### [WHAT IS BEING ASKED]
Please report every line of the listing below that contains the string "jeans", copying each such line in full. Matching is case-sensitive.

### [DATA TO PROCESS]
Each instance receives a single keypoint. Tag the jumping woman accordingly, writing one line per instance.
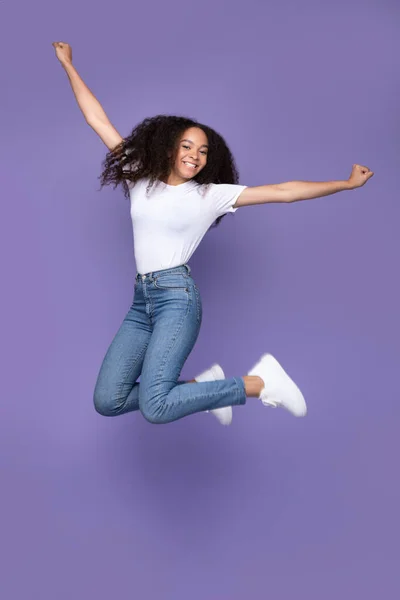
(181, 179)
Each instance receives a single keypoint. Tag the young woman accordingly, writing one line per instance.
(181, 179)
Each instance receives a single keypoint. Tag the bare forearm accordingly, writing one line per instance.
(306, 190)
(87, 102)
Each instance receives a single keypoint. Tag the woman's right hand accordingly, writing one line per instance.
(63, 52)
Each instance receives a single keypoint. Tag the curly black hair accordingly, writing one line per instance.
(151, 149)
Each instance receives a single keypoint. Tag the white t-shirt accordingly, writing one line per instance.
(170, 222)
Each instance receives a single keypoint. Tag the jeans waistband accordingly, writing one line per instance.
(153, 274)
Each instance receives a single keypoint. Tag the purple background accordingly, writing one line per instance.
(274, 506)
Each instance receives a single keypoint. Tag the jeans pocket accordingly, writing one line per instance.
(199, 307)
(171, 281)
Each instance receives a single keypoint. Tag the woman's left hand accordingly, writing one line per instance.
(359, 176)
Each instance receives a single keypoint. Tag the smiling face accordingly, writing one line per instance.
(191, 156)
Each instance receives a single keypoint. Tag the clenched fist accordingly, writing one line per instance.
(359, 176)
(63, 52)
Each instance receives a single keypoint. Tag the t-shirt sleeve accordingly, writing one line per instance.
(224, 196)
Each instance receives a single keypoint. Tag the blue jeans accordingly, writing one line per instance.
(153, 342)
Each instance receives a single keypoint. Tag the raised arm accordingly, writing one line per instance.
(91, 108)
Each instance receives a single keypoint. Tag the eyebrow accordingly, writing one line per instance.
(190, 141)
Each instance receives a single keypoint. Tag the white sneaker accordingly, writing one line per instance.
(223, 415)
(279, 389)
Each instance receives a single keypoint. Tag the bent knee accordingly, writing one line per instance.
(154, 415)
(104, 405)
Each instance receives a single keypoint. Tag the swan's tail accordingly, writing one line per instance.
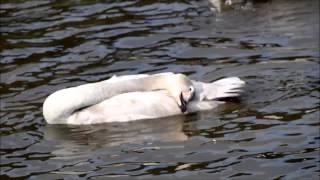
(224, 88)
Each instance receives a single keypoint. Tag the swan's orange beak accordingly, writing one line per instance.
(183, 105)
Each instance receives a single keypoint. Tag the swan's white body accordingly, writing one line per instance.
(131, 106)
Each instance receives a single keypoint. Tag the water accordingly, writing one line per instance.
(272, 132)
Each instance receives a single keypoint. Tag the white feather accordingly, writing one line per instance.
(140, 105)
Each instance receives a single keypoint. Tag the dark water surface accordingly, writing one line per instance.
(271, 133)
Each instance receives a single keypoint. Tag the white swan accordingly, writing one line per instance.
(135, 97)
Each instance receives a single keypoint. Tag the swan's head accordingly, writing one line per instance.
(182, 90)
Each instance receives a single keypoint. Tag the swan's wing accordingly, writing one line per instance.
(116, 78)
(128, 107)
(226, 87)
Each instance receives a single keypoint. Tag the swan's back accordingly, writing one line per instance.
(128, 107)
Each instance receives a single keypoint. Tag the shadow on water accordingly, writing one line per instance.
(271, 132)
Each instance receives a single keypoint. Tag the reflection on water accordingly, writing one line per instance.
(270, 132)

...

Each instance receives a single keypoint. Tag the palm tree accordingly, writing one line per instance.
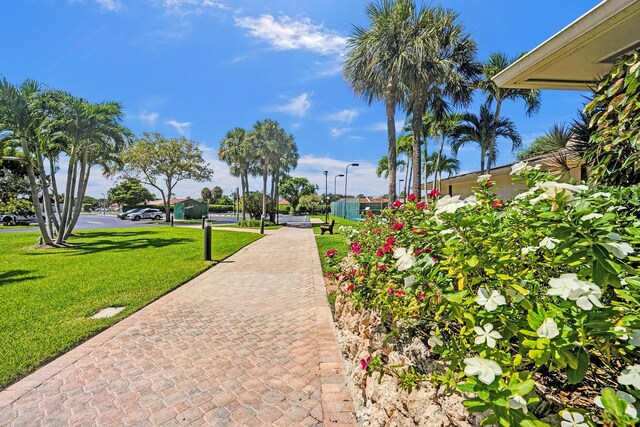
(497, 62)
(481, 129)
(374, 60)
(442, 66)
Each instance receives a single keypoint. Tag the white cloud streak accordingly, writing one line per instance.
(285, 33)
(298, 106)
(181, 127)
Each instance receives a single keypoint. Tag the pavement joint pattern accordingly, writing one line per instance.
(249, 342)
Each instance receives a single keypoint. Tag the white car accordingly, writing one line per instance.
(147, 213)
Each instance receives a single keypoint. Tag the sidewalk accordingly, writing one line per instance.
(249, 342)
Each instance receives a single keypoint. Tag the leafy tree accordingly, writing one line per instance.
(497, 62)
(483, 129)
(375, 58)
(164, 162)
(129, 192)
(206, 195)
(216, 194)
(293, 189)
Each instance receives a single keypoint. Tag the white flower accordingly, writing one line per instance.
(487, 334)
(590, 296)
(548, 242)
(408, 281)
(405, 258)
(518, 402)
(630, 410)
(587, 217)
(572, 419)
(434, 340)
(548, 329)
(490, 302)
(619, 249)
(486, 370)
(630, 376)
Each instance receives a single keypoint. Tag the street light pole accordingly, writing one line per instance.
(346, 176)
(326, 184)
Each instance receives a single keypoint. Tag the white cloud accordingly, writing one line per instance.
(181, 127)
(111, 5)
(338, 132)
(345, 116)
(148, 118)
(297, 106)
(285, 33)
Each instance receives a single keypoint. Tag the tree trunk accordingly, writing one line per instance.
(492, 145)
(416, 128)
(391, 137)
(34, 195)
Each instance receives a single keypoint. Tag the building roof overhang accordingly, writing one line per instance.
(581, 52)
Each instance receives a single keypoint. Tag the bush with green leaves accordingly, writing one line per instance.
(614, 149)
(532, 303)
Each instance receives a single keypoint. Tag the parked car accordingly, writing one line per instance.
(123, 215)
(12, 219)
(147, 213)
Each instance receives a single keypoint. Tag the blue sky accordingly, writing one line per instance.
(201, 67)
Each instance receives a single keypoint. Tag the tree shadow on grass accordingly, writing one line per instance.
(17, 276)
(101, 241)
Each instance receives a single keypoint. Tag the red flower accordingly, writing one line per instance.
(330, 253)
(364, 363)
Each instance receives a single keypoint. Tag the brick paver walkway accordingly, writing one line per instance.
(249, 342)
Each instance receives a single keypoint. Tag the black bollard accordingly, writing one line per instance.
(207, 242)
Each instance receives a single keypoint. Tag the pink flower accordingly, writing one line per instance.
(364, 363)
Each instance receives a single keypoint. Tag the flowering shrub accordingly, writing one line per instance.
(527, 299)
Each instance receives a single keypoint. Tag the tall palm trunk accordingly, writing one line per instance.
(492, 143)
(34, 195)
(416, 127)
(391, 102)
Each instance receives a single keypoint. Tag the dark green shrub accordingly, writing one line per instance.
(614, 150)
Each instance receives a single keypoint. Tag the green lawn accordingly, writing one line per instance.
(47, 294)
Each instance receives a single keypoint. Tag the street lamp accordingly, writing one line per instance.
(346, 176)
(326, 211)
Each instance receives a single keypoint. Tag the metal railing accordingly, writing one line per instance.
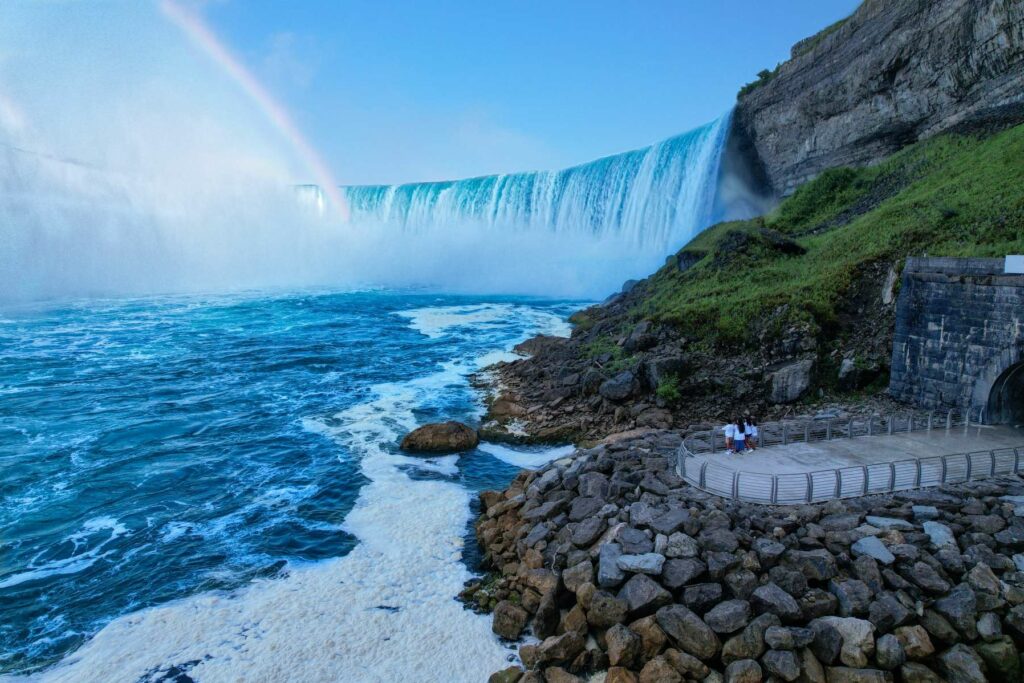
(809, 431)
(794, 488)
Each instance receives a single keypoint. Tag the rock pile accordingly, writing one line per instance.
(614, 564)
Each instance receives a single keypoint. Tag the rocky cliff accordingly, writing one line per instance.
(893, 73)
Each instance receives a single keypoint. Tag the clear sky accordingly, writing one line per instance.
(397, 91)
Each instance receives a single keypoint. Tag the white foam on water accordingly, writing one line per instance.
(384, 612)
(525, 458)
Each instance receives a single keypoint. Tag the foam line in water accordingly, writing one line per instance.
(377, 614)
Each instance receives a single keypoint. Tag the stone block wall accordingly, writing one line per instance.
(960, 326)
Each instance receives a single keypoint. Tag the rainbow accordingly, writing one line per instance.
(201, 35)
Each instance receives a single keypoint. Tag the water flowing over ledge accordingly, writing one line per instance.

### [THE ANSWER]
Each instance receives a single keypoint. Tag the jeans waistband accordingly, writing one line per instance.
Each instance receives a single keypoint. Tag the jeans pocket accordingly, writing one line per instance.
Each instance receives a single keypoint. Tag the blue jeans accordingly, writing one line per instance.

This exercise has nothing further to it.